• WORK ORDER
All the data must be output exactly as given.

[[ SOURCE DATA, beginning ]]

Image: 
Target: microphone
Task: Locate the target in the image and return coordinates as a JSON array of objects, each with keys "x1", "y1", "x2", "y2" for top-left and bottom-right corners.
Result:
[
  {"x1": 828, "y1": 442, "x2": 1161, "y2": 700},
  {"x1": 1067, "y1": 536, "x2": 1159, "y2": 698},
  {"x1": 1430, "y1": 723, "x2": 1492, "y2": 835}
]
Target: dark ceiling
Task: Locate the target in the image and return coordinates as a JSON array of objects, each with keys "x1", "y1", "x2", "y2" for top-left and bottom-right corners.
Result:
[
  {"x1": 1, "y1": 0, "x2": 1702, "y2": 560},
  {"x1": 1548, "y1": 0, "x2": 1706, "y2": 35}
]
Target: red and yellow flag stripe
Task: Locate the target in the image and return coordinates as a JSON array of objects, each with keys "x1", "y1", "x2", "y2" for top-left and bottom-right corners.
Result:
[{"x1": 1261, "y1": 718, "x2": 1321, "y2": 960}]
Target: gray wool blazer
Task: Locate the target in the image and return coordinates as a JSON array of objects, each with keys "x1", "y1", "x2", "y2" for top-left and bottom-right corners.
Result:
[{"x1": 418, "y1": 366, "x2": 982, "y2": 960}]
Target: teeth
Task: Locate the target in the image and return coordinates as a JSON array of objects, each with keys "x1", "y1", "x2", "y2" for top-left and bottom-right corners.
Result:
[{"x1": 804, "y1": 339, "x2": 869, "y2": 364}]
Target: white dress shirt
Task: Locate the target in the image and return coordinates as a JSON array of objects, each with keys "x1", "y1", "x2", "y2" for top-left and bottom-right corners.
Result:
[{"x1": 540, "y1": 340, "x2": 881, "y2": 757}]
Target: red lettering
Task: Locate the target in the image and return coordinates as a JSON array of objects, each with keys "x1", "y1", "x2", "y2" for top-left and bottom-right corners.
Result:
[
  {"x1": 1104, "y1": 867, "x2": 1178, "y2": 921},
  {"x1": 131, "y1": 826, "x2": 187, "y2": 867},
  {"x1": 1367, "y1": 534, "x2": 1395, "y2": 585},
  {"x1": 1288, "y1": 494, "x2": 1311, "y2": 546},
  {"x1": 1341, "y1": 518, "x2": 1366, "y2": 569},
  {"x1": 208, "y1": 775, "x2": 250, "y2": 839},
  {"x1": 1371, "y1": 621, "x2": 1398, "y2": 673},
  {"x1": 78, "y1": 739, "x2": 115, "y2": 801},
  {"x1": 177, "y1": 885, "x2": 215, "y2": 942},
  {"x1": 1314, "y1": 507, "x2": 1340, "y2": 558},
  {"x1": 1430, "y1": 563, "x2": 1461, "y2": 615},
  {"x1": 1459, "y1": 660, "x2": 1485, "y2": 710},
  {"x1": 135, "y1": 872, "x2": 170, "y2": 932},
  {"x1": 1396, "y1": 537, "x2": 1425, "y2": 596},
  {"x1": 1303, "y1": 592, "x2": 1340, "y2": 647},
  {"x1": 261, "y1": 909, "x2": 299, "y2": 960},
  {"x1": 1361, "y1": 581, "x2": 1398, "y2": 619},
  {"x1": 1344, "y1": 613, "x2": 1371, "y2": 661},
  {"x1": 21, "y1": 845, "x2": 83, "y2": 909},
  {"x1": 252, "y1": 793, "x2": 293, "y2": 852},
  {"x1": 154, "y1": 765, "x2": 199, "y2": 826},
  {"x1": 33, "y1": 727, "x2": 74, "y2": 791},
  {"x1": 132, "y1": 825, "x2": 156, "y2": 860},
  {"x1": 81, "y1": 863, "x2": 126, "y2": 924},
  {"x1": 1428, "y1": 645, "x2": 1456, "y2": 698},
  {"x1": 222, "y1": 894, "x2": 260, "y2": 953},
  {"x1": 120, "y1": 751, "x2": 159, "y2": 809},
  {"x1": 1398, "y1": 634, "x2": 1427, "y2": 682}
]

[[ SOURCE DATA, end ]]

• RESULT
Image: 
Target: microphone
Task: Locate the target in the image and return coordinates as a JSON array of objects, each with keys "x1", "y1", "x2", "y2" for top-left and bottom-right corners.
Result:
[
  {"x1": 828, "y1": 442, "x2": 1161, "y2": 700},
  {"x1": 1067, "y1": 536, "x2": 1159, "y2": 698},
  {"x1": 1430, "y1": 723, "x2": 1492, "y2": 835}
]
Target: dark ceiling
Task: Locate the target in the image and return coordinates as a JSON array of objects, each with keys "x1", "y1", "x2", "y2" for top-left and bottom-right corners.
Result:
[
  {"x1": 1, "y1": 0, "x2": 1702, "y2": 560},
  {"x1": 1548, "y1": 0, "x2": 1706, "y2": 35}
]
Target: red and yellow flag stripe
Task: Locate the target in the image and return coordinates as a JSON array of objects, each with keys "x1", "y1", "x2", "y2" for top-left and bottom-right corners.
Result:
[{"x1": 1261, "y1": 718, "x2": 1321, "y2": 960}]
Target: gray wool blazer
Task: Locate the target in the image and return coordinates as a JSON array of objects, each with keys "x1", "y1", "x2", "y2" for top-left and bottom-right corners.
Result:
[{"x1": 418, "y1": 366, "x2": 982, "y2": 960}]
Target: teeth
Task: Locate the target in the image and return coordinates as a JSON array of objects, each with keys "x1", "y1", "x2", "y2" for top-left and bottom-right corners.
Result:
[{"x1": 804, "y1": 339, "x2": 869, "y2": 364}]
Target: white dress shirt
Task: Locate the target in the image and return coordinates as a JSON array of objects, each with keys "x1", "y1", "x2", "y2" for top-left and bottom-right corners.
Result:
[{"x1": 540, "y1": 340, "x2": 881, "y2": 757}]
Target: red lettering
Task: Locate the target in the image and return coordinates as a JSON array of objects, each with keys "x1", "y1", "x2", "y2" for top-left and bottom-right corners.
Result:
[
  {"x1": 1104, "y1": 867, "x2": 1178, "y2": 921},
  {"x1": 131, "y1": 826, "x2": 187, "y2": 867},
  {"x1": 1367, "y1": 534, "x2": 1395, "y2": 585},
  {"x1": 1288, "y1": 494, "x2": 1311, "y2": 546},
  {"x1": 1341, "y1": 518, "x2": 1366, "y2": 569},
  {"x1": 208, "y1": 775, "x2": 250, "y2": 839},
  {"x1": 1371, "y1": 621, "x2": 1398, "y2": 673},
  {"x1": 78, "y1": 739, "x2": 115, "y2": 801},
  {"x1": 177, "y1": 885, "x2": 215, "y2": 942},
  {"x1": 1314, "y1": 507, "x2": 1340, "y2": 558},
  {"x1": 1430, "y1": 563, "x2": 1461, "y2": 615},
  {"x1": 1459, "y1": 660, "x2": 1485, "y2": 710},
  {"x1": 135, "y1": 872, "x2": 170, "y2": 932},
  {"x1": 1396, "y1": 537, "x2": 1425, "y2": 596},
  {"x1": 1303, "y1": 592, "x2": 1340, "y2": 647},
  {"x1": 261, "y1": 909, "x2": 299, "y2": 960},
  {"x1": 1361, "y1": 581, "x2": 1398, "y2": 619},
  {"x1": 1344, "y1": 613, "x2": 1371, "y2": 661},
  {"x1": 21, "y1": 845, "x2": 83, "y2": 909},
  {"x1": 252, "y1": 793, "x2": 293, "y2": 852},
  {"x1": 154, "y1": 765, "x2": 199, "y2": 826},
  {"x1": 33, "y1": 727, "x2": 74, "y2": 791},
  {"x1": 132, "y1": 825, "x2": 156, "y2": 860},
  {"x1": 81, "y1": 863, "x2": 126, "y2": 924},
  {"x1": 1428, "y1": 645, "x2": 1456, "y2": 698},
  {"x1": 222, "y1": 894, "x2": 260, "y2": 953},
  {"x1": 120, "y1": 751, "x2": 159, "y2": 809},
  {"x1": 1398, "y1": 634, "x2": 1427, "y2": 682}
]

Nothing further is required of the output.